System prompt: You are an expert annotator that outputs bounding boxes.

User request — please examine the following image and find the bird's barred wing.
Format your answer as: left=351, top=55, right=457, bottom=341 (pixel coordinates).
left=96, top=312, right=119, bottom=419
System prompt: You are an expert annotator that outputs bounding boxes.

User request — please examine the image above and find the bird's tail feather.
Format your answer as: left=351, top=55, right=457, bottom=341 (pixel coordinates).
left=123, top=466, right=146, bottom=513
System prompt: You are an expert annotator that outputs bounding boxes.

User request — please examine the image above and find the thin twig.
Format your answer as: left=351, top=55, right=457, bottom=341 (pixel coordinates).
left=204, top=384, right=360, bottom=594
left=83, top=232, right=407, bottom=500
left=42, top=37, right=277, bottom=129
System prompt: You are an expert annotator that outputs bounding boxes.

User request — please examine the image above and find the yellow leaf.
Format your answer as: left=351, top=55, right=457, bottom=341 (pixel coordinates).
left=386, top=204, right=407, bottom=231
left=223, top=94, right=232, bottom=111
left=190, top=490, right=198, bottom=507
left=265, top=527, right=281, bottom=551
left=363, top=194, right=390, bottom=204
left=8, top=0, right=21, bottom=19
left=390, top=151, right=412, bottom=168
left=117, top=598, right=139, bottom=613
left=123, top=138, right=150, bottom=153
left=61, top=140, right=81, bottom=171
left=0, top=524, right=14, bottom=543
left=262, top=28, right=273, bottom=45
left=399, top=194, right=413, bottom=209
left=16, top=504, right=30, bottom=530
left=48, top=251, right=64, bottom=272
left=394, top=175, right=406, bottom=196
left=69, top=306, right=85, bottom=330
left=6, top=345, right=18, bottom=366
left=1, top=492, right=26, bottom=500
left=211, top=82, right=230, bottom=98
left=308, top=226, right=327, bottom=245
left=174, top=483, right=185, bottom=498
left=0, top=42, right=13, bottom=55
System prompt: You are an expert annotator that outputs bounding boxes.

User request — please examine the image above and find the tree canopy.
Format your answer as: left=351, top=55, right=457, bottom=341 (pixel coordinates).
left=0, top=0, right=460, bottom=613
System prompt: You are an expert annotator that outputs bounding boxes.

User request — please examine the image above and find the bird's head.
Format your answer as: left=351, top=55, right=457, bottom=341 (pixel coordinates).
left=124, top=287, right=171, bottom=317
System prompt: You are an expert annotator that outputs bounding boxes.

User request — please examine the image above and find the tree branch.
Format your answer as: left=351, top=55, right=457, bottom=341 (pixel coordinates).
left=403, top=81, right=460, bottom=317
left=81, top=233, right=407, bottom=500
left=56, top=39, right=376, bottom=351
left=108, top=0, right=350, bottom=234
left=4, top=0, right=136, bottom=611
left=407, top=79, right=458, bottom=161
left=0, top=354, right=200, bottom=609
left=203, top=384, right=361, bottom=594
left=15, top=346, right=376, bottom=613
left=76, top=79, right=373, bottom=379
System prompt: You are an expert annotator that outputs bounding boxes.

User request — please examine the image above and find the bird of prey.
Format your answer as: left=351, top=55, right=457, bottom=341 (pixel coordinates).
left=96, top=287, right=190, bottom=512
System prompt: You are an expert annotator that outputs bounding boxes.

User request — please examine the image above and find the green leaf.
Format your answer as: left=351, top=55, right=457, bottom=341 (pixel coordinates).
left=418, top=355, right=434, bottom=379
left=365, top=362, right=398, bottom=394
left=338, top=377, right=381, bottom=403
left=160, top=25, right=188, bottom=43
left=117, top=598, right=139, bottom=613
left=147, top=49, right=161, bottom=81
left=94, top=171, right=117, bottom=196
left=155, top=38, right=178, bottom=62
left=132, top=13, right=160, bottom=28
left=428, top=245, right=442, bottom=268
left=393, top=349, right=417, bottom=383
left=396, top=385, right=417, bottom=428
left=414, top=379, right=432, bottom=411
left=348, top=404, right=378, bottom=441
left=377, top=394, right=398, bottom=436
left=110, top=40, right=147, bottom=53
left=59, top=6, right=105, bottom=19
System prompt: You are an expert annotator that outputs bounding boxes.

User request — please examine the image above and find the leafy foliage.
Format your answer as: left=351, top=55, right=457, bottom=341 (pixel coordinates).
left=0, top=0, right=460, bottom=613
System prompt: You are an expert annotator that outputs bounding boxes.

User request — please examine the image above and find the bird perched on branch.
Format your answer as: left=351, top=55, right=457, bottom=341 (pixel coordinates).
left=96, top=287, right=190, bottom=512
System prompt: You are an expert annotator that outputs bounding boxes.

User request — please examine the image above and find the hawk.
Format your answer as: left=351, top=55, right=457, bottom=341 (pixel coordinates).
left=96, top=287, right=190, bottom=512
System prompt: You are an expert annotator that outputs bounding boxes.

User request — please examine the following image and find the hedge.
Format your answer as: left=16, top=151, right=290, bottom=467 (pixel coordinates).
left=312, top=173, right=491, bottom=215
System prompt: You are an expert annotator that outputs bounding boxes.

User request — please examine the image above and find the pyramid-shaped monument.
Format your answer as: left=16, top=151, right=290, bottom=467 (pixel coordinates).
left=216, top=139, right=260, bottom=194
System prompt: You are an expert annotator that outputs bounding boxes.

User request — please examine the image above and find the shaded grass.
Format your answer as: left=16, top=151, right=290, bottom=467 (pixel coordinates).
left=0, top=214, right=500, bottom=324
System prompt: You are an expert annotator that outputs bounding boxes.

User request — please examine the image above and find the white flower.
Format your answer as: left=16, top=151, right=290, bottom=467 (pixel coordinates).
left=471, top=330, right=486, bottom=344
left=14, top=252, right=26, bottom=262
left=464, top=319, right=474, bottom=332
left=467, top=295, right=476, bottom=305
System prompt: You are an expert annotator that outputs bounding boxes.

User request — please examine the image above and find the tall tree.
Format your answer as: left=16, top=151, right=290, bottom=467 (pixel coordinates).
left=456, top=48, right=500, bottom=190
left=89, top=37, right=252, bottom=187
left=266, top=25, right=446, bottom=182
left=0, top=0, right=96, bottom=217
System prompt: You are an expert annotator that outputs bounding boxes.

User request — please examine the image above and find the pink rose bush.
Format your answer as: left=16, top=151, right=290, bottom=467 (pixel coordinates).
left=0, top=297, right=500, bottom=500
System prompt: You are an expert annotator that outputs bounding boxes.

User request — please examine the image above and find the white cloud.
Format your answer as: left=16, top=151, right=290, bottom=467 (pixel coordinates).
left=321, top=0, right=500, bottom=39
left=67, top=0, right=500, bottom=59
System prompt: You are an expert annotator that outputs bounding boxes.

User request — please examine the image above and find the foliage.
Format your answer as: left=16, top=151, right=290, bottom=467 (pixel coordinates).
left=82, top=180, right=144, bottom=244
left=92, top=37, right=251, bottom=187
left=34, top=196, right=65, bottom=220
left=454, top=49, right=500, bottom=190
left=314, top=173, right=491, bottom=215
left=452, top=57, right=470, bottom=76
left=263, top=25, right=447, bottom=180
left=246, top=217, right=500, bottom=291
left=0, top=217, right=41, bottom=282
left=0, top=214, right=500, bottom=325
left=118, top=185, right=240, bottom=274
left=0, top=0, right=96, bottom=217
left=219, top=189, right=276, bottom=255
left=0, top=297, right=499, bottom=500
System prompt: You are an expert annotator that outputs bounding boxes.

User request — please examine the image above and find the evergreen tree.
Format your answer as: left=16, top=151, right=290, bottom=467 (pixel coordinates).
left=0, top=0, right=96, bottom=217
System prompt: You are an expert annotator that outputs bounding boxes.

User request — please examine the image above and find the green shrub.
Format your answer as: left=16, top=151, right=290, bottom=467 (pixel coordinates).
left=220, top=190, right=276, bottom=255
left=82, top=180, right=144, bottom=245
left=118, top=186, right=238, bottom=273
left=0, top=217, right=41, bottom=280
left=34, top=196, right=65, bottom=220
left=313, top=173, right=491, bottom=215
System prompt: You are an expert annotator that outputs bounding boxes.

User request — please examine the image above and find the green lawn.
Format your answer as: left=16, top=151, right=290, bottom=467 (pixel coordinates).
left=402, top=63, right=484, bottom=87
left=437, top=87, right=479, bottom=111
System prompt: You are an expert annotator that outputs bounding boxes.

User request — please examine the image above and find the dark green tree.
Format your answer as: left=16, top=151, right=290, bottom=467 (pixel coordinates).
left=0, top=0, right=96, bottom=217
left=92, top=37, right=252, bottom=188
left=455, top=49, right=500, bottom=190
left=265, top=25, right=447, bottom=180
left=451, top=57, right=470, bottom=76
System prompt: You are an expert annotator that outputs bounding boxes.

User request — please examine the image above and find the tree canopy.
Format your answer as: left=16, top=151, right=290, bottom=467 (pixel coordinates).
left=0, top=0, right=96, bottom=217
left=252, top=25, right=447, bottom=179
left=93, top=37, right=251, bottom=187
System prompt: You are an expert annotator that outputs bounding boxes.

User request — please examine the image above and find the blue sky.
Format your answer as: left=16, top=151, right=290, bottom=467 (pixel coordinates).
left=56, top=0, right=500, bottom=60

### Stated exercise
Convert the rows above, from the start of the rows through the line holding "left=42, top=37, right=277, bottom=129", inclusive, into a two-column CSV with the columns input and output. Give one CSV line per row, putting each field in quotes and replacing every line break with a space.

### Solution for this task
input,output
"System prompt: You are an expert annotator that outputs bounding boxes. User request — please examine the following image and find the bird's barred wing. Format your answer as: left=351, top=55, right=457, bottom=341 (pixel coordinates).","left=96, top=312, right=119, bottom=419"
"System prompt: You are an expert annotator that outputs bounding boxes. User request — please examine the image above and find the bird's tail feather. Format your answer as: left=351, top=55, right=457, bottom=341 (pixel coordinates).","left=123, top=466, right=146, bottom=513"
"System prompt: You are an expert annotator that outputs bounding boxes. User request — please examine the image above and find the thin twig. Format your answer as: left=351, top=55, right=457, bottom=341 (pixel coordinates).","left=204, top=384, right=360, bottom=594 left=83, top=232, right=407, bottom=500 left=42, top=37, right=277, bottom=129"